SUPPLIED TEXT:

  1. I know you call your a collection of unmitigated pedantery, but I like to point out, that yes, most people would call buckskin cloths “leather”. At first I thought maybe this is a cultural thing, as I’m quite sure that all kinds of treated animal skin are called Leder (leather) in German, but than I looked up buckskin on Wikipedia (article is called buckskin (leather)). For most people calling something “skin” or “hide” would give them an even more unsophisticated impression.
    This obviously does not take away from the rest of your arguments.

    1. Penguins are birds, but if you say ‘bird’ most people don’t think of penguins.

      Buckskin is a type of leather, but if you say “leather jacket” people don’t envision buckskin by default.

  2. “This is a statement, I should note, delivered by the narrator, not a thought of Daenerys”

    Pretty minor point, but I was under the impression that there is no neutral narrator in ASOIAF. Everything that’s narrated is from the perspective of that chapter’s POV character afaik?

  3. More seriously, I think that this kind of misunderstanding about customs and traditions is not limited to writer or TV show producers. One of the most common and widespread misconception about an ancient culture is the idea that lack of color in ancient Greece and Rome must be seen as research of elegance and perfection. Winkelmann’s misconception influenced so deeply western culture that even nowadays we associate elegance with black and white and consider color ad childish. The truth is that Greek statues and buildings were colorful in a way we would find emebarassing.

DATA SHOWN:
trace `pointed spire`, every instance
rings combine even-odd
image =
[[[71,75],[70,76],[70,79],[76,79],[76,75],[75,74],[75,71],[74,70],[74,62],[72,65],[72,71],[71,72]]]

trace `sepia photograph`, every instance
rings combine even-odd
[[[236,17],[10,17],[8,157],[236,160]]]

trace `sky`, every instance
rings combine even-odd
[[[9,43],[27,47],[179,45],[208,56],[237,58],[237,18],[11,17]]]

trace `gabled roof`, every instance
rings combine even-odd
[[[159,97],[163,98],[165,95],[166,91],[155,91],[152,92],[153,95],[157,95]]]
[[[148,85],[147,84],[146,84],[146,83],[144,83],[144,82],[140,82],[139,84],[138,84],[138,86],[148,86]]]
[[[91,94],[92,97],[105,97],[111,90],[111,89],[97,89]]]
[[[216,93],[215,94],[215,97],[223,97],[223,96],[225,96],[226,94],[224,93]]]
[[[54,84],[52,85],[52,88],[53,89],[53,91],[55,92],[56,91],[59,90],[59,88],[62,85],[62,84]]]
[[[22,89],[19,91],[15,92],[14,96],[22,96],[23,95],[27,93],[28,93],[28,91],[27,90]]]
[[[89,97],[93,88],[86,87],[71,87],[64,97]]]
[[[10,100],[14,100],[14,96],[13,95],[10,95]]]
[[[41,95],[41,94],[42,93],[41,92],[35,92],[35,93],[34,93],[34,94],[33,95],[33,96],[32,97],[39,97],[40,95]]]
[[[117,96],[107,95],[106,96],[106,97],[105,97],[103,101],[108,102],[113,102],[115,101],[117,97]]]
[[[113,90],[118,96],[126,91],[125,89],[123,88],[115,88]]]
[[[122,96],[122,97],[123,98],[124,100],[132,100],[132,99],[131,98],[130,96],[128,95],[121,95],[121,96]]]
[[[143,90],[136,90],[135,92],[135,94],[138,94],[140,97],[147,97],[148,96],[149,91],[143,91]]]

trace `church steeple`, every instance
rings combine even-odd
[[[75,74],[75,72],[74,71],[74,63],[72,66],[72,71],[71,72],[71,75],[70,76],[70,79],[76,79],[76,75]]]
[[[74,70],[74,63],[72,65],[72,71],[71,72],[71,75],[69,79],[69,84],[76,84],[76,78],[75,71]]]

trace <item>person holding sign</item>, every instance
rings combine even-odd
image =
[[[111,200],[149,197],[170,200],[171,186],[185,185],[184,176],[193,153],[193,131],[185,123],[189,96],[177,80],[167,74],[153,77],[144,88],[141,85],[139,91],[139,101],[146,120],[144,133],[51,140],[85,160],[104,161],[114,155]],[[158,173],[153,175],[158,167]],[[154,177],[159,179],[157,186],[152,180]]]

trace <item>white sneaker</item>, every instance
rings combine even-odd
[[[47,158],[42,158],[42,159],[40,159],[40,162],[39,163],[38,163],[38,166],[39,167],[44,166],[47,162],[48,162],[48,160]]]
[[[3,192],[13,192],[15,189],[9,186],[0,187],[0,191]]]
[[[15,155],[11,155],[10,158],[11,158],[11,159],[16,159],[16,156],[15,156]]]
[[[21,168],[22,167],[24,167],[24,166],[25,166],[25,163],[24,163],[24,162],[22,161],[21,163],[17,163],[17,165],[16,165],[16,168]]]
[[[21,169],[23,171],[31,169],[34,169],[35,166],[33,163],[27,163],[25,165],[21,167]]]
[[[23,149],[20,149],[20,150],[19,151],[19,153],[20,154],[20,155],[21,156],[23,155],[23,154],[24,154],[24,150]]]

EXERCISE REQUIREMENTS:
Continue the comment thread about buckskin, the narrator, and color in ancient Greece and Rome, picking up after its last sentence.

OUTPUT FOR THIS TASK:
    https://www.newyorker.com/magazine/2018/10/29/the-myth-of-whiteness-in-classical-sculpture

  4. Around the second mention of leather vests worn without shirts and rough trousers I realized which modern cultures dress this way and this raises the question of whether Martin’s reference to the Mongols meant the biker gang rather than the Golden Horde.
    As an aside modern Mongolia has vest wearing Harley riders, who feature in the music video for Wolf Totem by The Hu.

  5. Looking at the illustration of Daenerys at the head of the essay, one should note that a) she’s severely lacking in pigmentation b) she’s supposed to be riding in her moderately sexy costume, with a lot of exposed skin and c) she’s not sunburned. I’ll leave aside d) for a moment, because nobody in fantasy literature seems to notice the various ectoparasites, like biting flies, that tend to be where ever there are large numbers of large mammals. (one of the things I want to do is find out about the parasites of dragons. Of course dragons have parasites!).

    1. She’s one of the fire-resistant Valyrians, I assume not burning or getting skin cancer is a magical racial trait. I note that Valyria was one of the most southern realms we hear much of, yet full of pasty not-elves — worse, at higher altitude, too! But they *are* “the magical humans” if anyone is.

      1. I can sort of believe that of Daenerys, but the Dothraki don’t seem to be much more pigmented than, say, Mediterranean peoples, who would still be subject to sunburn.

        Dothraki clothing doesn’t work on many levels. While ceremonial clothing can be impractical in many ways (look at celebrity clothing on the red carpet), everyday and combat clothing has to be functional. Desert and steppe peoples tend to cover a lot more skin than is seen on the Dothraki.

  6. People who are interested in this should try A Bride’s Story by Kaoru Mori. Set in 19th century Central Asia and dealing much better with many of the issues raised in this sequence.

    The clothing in particular. Any of the covers show how much better it handles the clothes.

  7. Finally getting around to reading this series, and much too late to the conversation itself, but I would like to point out that the opening paragraph lacks both reference to part IV, and links to any of them. A minor issue, but correcting it might be a nontrivially nice improvement for future readers.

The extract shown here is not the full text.